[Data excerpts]
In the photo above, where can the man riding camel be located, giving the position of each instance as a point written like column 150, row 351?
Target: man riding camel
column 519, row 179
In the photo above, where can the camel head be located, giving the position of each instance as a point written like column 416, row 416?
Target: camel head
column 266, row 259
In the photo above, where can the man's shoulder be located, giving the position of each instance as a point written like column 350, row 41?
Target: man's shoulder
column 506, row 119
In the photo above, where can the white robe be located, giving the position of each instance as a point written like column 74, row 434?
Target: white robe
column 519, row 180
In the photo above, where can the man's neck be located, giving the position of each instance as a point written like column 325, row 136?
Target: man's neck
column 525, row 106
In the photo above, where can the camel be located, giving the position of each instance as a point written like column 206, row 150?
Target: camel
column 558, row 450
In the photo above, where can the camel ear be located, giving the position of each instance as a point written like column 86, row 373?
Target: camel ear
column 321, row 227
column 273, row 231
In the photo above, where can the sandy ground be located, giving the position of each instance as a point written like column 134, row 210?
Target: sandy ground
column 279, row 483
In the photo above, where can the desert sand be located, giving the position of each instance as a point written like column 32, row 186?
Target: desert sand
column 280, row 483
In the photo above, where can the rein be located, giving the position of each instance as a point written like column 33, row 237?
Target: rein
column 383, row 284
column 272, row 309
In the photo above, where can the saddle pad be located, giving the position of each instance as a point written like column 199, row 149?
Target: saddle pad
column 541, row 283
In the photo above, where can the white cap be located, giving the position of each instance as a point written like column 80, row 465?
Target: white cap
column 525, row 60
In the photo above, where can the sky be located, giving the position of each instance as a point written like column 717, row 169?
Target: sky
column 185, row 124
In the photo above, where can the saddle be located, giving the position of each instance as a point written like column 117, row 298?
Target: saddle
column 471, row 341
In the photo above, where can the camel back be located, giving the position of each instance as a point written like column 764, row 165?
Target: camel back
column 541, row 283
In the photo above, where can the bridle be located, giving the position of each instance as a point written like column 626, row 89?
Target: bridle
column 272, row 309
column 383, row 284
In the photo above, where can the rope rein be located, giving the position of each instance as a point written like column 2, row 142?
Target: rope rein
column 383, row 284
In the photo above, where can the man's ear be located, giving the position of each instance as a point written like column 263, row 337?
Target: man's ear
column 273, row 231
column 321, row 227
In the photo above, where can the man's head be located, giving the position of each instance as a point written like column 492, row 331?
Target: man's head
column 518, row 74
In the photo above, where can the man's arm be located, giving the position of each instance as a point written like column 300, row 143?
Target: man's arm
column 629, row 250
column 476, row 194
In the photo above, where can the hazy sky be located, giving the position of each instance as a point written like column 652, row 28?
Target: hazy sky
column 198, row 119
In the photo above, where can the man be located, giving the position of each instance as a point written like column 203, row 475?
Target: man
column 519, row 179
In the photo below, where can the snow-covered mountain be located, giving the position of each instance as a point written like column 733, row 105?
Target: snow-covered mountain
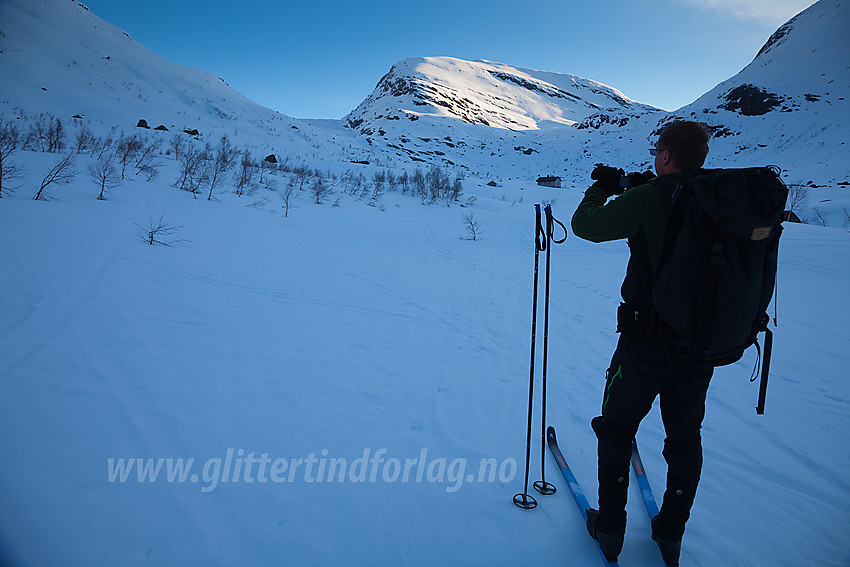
column 296, row 383
column 788, row 107
column 483, row 92
column 57, row 56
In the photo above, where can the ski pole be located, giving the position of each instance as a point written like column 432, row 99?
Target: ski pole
column 542, row 486
column 524, row 499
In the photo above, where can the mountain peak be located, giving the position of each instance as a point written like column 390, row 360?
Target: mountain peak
column 487, row 93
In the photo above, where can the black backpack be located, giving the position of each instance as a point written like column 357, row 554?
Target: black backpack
column 716, row 267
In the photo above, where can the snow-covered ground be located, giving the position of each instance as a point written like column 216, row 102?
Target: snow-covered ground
column 343, row 342
column 347, row 385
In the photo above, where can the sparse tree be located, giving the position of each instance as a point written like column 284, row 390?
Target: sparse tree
column 378, row 181
column 146, row 162
column 288, row 195
column 63, row 172
column 10, row 138
column 159, row 232
column 798, row 196
column 245, row 173
column 178, row 144
column 55, row 134
column 820, row 217
column 473, row 227
column 319, row 189
column 193, row 170
column 105, row 174
column 418, row 183
column 225, row 155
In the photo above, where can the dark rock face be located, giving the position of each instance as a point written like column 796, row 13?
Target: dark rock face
column 750, row 100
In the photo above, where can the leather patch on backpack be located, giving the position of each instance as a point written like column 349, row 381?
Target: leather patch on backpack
column 761, row 233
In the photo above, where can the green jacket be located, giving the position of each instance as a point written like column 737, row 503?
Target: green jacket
column 638, row 215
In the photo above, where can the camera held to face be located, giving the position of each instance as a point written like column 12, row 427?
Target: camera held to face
column 615, row 180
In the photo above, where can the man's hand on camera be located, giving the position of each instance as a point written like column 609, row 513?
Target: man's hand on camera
column 642, row 178
column 607, row 178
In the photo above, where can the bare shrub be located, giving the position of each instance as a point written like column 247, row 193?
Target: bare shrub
column 63, row 172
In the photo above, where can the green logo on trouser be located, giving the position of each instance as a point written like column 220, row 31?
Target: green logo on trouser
column 611, row 379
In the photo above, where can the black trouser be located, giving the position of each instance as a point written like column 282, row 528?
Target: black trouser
column 638, row 374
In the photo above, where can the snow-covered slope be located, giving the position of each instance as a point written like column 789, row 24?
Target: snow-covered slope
column 483, row 92
column 792, row 103
column 57, row 56
column 267, row 391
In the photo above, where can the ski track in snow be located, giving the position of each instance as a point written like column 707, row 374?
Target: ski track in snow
column 345, row 329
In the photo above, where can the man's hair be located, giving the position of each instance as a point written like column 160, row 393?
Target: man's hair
column 687, row 143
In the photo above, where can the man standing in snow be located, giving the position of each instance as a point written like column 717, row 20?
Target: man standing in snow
column 645, row 364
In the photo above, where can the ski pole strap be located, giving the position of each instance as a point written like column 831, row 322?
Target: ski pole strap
column 550, row 226
column 765, row 369
column 539, row 234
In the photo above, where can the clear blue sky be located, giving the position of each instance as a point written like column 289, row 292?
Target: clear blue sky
column 320, row 58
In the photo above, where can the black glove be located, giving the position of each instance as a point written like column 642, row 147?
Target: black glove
column 608, row 179
column 642, row 178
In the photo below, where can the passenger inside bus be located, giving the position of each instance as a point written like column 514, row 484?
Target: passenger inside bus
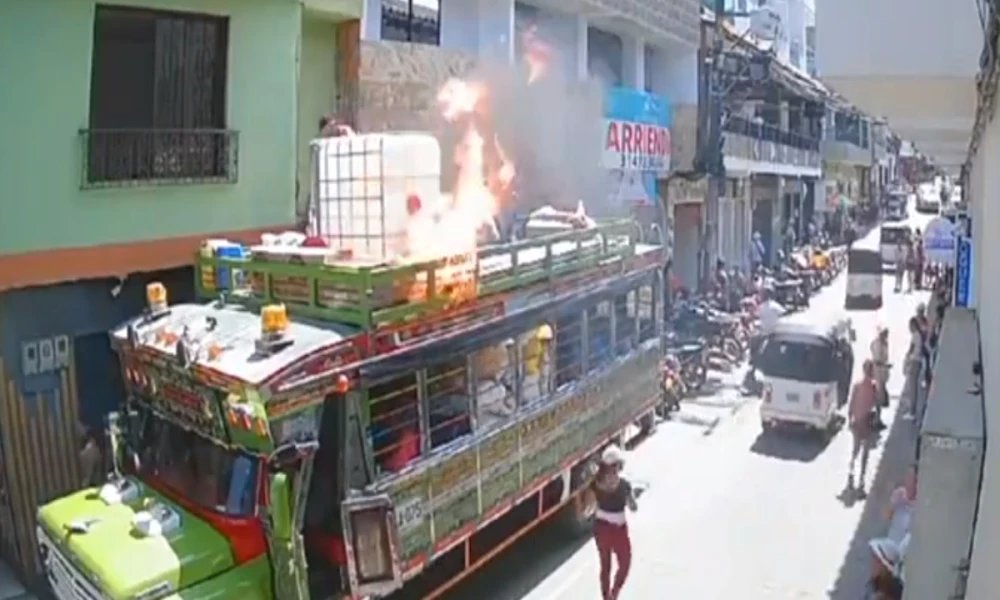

▶ [Task description]
Make an exact copy of the records, pictures excluded.

▶ [Task answer]
In the photo above, where can the man riding camel be located, giving the position of each instance as a point written like column 150, row 351?
Target: man riding camel
column 519, row 179
In the photo above, where can the camel head be located, giving the position of each instance as a point written like column 416, row 416?
Target: camel head
column 266, row 259
In the photo above, where can the man's shoulder be located, giving the position of each instance as a point written like column 350, row 41?
Target: man's shoulder
column 506, row 119
In the photo above, where can the white robe be located, giving the position of each instance as a point written like column 74, row 434?
Target: white robe
column 519, row 180
In the photo above, where can the man's neck be located, giving the position of each instance as a point written like column 325, row 136?
Target: man's neck
column 525, row 106
In the photo above, where can the camel be located, giving the position of each instance as a point written like column 206, row 150?
Target: camel
column 558, row 450
In the photo above, where can the camel ear be located, giving the position of each instance as a point written like column 86, row 373?
Target: camel ear
column 321, row 227
column 273, row 231
In the photo above, where can the sandy ground be located, giving the position of each instance as a point written like column 134, row 210?
Target: sandy ground
column 279, row 483
In the photo above, where can the desert sand be located, giving the position of each instance as a point written like column 32, row 186?
Target: desert sand
column 280, row 483
In the photo above, where can the rein be located, giving the position of each instance as a point written like column 33, row 237?
Target: rein
column 383, row 284
column 272, row 309
In the photo above, where can the saddle pad be located, giving the position of each instance as a point written like column 199, row 149?
Target: saddle pad
column 541, row 283
In the photo above, where can the white cap be located, giving the position of each instance as a point written like column 80, row 465?
Target: white cap
column 525, row 60
In the photo above, where can the sky be located, giving the position of each instance as a point written like column 717, row 169?
Target: sky
column 185, row 124
In the photo above, where can the saddle be located, giving the position of each instance as a point written like column 117, row 298?
Target: saddle
column 471, row 341
In the photo above, where can the camel back be located, giving the position of each instance as a point written like column 764, row 165?
Target: camel back
column 541, row 283
In the photo above, where can the bridle be located, giving the position of each instance as a point written like column 626, row 89?
Target: bridle
column 272, row 309
column 383, row 284
In the photo above, where can the rope rein be located, giving the position of each instance as a point written like column 2, row 142?
Target: rope rein
column 383, row 284
In the photo above, where can the man's ear be located, giving the position of each instance as a point written like column 263, row 337?
Target: man's ear
column 273, row 231
column 321, row 227
In the photo above, where can the man's head be located, giving the position of each instance as a point written like column 492, row 331?
Target: man's head
column 518, row 74
In the photo above, where can the man's arm be located, giving the position of each instance as a point written like column 300, row 143?
Target: man's arm
column 629, row 250
column 476, row 194
In the photo above, where can the hazy sky be located, giving the position of each instance as a point written like column 652, row 28?
Target: hazy sky
column 198, row 119
In the photo above, where can the man be located, giving the position of each instance as a point written like column 203, row 475?
Target: man
column 519, row 179
In the photo below, where can the snow-covered mountain be located, giving the position of each instance as a point written like column 733, row 105?
Target: snow-covered mountain
column 296, row 383
column 788, row 107
column 483, row 92
column 57, row 56
In the photo above, where can the ski pole be located, giving the position of each instance as a point written like column 432, row 99?
Target: ski pole
column 542, row 486
column 524, row 499
In the photo above, where can the mountain peak be located, giving the position of each instance as a point written like column 390, row 360?
Target: mountain peak
column 487, row 93
In the photo above, where can the black backpack be located, giving the position of each instance as a point written like column 357, row 554?
Target: black backpack
column 716, row 267
In the photo above, where can the snow-covered ground be located, giving the position of each instance as a point written like column 216, row 102?
Target: snow-covered ground
column 343, row 342
column 347, row 385
In the photo above, where can the sparse tree be located, giving the position of each instance as a point written like column 284, row 390?
Target: sparse tree
column 378, row 181
column 146, row 162
column 288, row 195
column 63, row 172
column 10, row 138
column 159, row 232
column 798, row 196
column 245, row 173
column 178, row 144
column 55, row 134
column 820, row 217
column 473, row 227
column 319, row 189
column 193, row 170
column 105, row 174
column 418, row 183
column 225, row 155
In the photo above, where can the dark rock face be located, giving the position of each instance as a point written like column 796, row 13?
Target: dark rock face
column 750, row 100
In the photo above, where can the leather patch on backpack be located, giving the position of each instance as a point written like column 349, row 381?
Target: leather patch on backpack
column 761, row 233
In the photo above, where can the green jacket be located, giving the position of each instance as a point written like column 737, row 503?
Target: green jacket
column 638, row 215
In the photo above, where can the camera held to face be located, giving the position of each instance as a point written like column 12, row 427?
Target: camera held to face
column 615, row 180
In the photo above, where can the man's hand on camera be located, giving the position of each instance as a point written like column 609, row 513?
Target: man's hand on camera
column 642, row 178
column 607, row 178
In the photo above, where can the bare shrub be located, giving the position of each instance as a point written like column 247, row 193?
Target: bare shrub
column 63, row 172
In the photo above, where can the green logo on trouser be located, giving the position of each instance as a point written like column 220, row 31?
Target: green logo on trouser
column 611, row 379
In the photo above, where can the black trouser be located, giving the position of each instance as a point written like column 282, row 528?
Target: black trouser
column 638, row 374
In the photo above, where can the snow-covered slope be located, giving the position of each instance as a point written like column 789, row 24?
Target: snow-covered slope
column 483, row 92
column 792, row 103
column 57, row 56
column 267, row 391
In the photo above, where can the ski track in snow be located, giving the position of each instance as a point written like column 707, row 374?
Target: ski track in snow
column 345, row 329
In the photo above, where can the man's hair be located, giving the position of each instance as a point written like column 160, row 393?
Target: man's hair
column 687, row 143
In the photo above, where can the man standing in snow be located, giving the position of each instance as a point written like column 717, row 20?
Target: man standing in snow
column 645, row 364
In the photo above, where can the ski pole strap be located, giving the position of each instance as a point written like column 831, row 322?
Target: ski pole strap
column 550, row 226
column 765, row 369
column 539, row 234
In the photo above, where can the clear blue sky be located, giving the position of each instance as a point written like column 289, row 292?
Target: clear blue sky
column 320, row 58
In the photo above, where can the black glove be located, giving the position of each instance as a point written like column 642, row 147?
Target: black glove
column 608, row 179
column 642, row 178
In the photo below, where can the passenger inside bus be located, giving the position of each instance as a point written like column 514, row 484?
Target: passenger inside bus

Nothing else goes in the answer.